DETAILED DESCRIPTION OF A PREFERRED EMBODIMENT
The stranding or cabling machine illustrated in FIG. 1 is of the
"inner take-up" type and comprises supports 10 and 11, carrying a
twisting unit generally indicated by the reference numeral 12. The
twisting unit 12 comprises two mutually aligned, rotatable shafts
13 and 14. The shafts 13 and 14 are seated respectively in seats 15
and 16 and are arranged to be driven by a driving system including
a belt 17 for driving the shaft 13, a transmission shaft 18, and a
belt 19 for driving the shaft 14. Both belts 17 and 19 are
operatively connected to the transmission shaft 18 to synchronize
the speed of the two shafts 13 and 14.
Each of the shafts 13 and 14 carries an arm, keyed to the shaft for
rotation therewith. In the preferred embodiment shown in the
drawing, the arms 20 and 21 of the shafts 13 and 14 respectively
are formed as disc-shaped elements hereinafter referred to as
"discs," but the arms could be conically or otherwise shaped
elements extending generally perpendicular to the axis of rotation
of the shaft.
Each of the shafts 13 and 14 also carries, mounted in proximity to
its disc 20 or 21, a wire deflecting pulley 22 or 23, respectively.
Groups of pulleys 24, 25 and 26, 27 are mounted on the discs 20,
21, respectively, just within the periphery of the discs 20, 21 and
in proximity to the ends of respective transfer tracks 28 and 29.
The straight line configurations of the tracks indicated by the
dashed lines 28 and 29 show the tracks in rest position. The curved
configurations of the tracks 28 and 29 shown in solid lines at 28a
and 29a indicate the elongation of said transfer tracks in response
to centrifugal force during operation under normal working
conditions.

● **MATERIAL**
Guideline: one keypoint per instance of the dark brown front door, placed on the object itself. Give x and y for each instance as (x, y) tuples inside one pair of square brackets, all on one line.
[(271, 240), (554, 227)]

● **DIRECTIVE**
In the stranding machine description, change "conically" to "cylindrically" and write out the passage from "Each of the shafts 13 and 14 carries" to "of the shaft.".

● **FINAL ANSWER**
Each of the shafts 13 and 14 carries an arm, keyed to the shaft for
rotation therewith. In the preferred embodiment shown in the
drawing, the arms 20 and 21 of the shafts 13 and 14 respectively
are formed as disc-shaped elements hereinafter referred to as
"discs," but the arms could be cylindrically or otherwise shaped
elements extending generally perpendicular to the axis of rotation
of the shaft.